(Source data)

#####

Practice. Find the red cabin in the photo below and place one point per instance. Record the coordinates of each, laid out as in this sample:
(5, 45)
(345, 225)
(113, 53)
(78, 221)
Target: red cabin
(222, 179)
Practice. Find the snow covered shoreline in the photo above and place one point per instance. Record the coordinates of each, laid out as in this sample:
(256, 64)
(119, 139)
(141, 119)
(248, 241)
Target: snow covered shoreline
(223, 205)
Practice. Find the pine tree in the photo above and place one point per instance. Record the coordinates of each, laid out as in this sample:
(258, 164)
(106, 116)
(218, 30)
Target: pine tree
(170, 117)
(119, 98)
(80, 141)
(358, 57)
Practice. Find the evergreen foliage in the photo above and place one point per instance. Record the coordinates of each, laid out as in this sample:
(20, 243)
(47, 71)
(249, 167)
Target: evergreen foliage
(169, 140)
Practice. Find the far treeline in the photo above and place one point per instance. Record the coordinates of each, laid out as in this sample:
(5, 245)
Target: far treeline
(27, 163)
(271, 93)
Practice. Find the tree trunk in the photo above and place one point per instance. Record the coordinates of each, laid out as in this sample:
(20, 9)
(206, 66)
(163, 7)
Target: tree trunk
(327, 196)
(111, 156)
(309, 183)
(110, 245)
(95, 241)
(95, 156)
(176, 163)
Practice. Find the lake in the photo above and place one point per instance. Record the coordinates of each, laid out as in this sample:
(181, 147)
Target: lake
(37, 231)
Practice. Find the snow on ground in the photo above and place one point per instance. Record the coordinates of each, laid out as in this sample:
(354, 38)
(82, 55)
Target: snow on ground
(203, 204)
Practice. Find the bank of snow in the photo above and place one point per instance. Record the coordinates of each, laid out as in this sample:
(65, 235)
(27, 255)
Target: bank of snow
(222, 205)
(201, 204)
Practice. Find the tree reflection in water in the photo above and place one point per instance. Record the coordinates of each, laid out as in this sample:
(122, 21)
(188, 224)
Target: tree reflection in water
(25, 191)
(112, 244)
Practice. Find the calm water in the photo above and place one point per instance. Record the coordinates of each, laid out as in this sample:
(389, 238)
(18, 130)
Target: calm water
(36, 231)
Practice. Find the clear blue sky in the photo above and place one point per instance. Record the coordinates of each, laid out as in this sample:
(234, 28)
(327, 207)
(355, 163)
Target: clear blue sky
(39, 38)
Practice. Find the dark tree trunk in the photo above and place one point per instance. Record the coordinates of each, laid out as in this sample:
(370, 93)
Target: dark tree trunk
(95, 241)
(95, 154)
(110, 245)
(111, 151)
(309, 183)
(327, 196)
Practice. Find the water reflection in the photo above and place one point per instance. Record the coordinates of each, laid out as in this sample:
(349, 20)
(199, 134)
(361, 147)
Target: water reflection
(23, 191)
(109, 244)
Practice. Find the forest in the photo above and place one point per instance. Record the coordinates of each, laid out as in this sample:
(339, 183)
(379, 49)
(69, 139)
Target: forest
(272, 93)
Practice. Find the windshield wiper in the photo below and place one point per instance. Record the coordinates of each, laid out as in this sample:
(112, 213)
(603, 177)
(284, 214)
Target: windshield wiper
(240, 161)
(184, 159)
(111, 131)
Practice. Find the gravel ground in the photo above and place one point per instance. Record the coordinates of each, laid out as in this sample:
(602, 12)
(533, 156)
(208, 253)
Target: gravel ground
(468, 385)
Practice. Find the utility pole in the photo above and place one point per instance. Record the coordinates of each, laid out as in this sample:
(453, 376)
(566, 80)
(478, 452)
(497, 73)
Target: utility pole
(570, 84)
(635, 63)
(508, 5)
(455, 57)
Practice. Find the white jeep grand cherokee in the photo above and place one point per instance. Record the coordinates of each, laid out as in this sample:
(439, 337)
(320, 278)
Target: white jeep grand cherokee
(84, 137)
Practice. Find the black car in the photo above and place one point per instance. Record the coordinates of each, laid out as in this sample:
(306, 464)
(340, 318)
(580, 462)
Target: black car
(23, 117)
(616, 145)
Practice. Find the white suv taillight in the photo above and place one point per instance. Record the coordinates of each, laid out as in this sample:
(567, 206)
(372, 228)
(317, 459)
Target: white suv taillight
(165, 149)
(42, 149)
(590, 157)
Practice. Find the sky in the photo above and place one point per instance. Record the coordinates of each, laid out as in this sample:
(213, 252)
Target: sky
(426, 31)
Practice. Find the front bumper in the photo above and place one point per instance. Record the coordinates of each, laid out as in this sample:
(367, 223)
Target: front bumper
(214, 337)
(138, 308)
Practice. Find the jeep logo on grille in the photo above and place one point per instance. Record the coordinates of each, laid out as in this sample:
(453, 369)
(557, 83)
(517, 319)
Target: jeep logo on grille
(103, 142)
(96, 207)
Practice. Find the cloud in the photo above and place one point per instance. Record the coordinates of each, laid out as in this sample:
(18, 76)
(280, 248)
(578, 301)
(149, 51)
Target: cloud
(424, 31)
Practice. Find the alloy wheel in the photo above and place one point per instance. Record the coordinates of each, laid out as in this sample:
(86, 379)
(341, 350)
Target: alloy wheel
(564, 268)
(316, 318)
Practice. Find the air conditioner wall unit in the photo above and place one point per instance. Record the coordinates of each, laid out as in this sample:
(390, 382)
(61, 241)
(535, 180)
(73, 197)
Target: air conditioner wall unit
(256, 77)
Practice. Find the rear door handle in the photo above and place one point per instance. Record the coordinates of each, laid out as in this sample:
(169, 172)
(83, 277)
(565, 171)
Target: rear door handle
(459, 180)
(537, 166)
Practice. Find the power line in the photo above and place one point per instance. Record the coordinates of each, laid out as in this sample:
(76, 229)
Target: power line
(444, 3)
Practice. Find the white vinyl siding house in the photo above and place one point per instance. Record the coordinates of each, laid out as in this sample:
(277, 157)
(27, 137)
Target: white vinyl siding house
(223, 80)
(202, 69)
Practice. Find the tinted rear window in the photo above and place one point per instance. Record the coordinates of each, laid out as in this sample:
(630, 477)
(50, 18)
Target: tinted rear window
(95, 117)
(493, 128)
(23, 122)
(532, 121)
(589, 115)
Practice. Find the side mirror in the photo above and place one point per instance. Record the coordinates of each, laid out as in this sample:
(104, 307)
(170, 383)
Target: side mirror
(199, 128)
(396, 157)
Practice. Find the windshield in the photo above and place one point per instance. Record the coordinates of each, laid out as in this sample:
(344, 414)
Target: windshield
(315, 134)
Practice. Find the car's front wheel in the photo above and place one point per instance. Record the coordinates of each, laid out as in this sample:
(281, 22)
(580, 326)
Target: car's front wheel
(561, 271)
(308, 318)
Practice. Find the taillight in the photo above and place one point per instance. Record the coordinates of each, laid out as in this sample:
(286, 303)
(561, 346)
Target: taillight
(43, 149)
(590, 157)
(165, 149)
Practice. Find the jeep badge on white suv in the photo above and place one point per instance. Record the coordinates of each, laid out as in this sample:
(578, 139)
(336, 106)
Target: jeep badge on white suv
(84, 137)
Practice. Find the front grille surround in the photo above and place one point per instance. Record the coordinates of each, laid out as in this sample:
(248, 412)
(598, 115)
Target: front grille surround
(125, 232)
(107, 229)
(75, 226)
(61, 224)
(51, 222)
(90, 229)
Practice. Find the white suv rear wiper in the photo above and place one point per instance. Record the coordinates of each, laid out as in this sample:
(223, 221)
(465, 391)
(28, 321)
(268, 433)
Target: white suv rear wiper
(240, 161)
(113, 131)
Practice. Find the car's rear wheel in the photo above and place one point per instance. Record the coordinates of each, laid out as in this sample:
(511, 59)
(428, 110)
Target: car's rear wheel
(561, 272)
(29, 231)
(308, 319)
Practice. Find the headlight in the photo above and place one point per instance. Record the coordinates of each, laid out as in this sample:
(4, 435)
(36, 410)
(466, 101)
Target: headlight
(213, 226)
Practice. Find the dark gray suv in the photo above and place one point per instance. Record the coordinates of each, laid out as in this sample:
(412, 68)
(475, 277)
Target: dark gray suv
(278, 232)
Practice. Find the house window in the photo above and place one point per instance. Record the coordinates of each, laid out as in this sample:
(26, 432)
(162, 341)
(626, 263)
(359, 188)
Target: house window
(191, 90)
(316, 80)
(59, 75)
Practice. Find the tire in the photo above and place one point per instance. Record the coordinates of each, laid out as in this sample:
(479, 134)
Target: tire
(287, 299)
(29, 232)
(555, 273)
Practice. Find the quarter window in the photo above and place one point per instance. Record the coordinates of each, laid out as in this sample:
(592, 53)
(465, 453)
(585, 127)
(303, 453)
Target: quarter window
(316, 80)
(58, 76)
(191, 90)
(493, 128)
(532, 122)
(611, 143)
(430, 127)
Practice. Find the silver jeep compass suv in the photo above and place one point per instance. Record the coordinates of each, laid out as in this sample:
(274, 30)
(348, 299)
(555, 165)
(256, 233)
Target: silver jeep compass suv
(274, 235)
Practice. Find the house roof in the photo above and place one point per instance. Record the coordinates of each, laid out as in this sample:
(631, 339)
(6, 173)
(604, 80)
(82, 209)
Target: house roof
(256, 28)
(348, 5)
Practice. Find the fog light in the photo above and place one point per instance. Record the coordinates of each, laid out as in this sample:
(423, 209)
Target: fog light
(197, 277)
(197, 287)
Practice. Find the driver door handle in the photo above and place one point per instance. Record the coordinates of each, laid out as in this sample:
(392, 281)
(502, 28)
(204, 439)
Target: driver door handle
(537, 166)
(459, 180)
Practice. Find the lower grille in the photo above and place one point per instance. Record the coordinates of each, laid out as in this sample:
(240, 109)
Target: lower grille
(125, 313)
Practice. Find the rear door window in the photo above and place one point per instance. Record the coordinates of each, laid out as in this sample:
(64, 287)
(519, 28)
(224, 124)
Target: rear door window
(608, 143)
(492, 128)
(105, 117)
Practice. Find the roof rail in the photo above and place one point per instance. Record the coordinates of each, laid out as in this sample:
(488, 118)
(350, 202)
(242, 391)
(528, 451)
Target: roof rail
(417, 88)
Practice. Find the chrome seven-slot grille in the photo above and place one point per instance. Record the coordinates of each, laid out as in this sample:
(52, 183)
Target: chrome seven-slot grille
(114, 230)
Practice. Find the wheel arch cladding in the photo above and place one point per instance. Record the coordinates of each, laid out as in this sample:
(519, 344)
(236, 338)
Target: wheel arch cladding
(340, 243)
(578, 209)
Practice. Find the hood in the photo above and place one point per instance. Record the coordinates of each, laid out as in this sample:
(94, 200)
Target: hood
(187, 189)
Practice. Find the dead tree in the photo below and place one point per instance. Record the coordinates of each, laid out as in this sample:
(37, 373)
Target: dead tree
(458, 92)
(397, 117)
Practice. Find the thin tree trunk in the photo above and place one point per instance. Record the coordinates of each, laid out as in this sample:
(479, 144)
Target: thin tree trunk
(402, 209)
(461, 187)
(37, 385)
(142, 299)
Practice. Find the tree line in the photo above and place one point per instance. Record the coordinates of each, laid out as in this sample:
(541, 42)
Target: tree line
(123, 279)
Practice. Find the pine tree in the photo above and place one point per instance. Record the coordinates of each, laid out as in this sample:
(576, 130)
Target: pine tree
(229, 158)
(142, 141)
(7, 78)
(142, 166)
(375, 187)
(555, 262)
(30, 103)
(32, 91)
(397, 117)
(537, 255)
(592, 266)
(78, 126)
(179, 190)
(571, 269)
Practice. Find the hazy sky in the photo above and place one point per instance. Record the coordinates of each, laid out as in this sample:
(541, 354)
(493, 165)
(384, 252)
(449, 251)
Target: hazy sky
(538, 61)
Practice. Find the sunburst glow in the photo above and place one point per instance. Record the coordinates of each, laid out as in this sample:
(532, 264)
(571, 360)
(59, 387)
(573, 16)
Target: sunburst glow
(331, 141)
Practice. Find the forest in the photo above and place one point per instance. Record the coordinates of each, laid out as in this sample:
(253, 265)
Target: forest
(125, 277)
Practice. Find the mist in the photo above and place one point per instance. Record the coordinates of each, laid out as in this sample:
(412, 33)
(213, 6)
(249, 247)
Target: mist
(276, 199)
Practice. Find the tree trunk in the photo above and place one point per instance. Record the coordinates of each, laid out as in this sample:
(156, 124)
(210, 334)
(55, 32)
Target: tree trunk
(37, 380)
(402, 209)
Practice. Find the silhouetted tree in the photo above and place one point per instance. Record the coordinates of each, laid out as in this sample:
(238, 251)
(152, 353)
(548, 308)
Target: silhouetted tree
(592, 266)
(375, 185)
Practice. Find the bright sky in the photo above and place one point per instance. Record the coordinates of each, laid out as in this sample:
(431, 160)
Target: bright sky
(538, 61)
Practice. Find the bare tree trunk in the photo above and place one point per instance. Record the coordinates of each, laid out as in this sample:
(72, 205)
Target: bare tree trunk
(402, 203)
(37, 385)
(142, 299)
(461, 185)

#####

#### Assigned task
Among the records, find every line holding the word "below" and copy it.

#### Solution for this exercise
Practice. Find the red cabin in the photo below and place one point per instance. Record the coordinates of each, laid out as in this sample:
Practice. Find the windshield wiper in the photo below and place one point per instance. Record the coordinates of each, laid out as in this sample:
Practice. Find the dead tree in the photo below and place one point per instance. Record the coordinates of each, laid out as in this sample:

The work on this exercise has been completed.